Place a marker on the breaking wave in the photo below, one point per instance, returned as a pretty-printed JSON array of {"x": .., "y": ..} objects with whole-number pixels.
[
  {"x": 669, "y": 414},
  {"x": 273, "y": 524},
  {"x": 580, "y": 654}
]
★ ★ ★ ★
(Required action) Go through the data and return every record exactly.

(Exercise solution)
Place a marker on the breaking wave in the photo below, one point per instance, returned as a pretty-printed JSON array of {"x": .., "y": ..} objects with whole-number pixels.
[
  {"x": 669, "y": 414},
  {"x": 273, "y": 524},
  {"x": 580, "y": 654}
]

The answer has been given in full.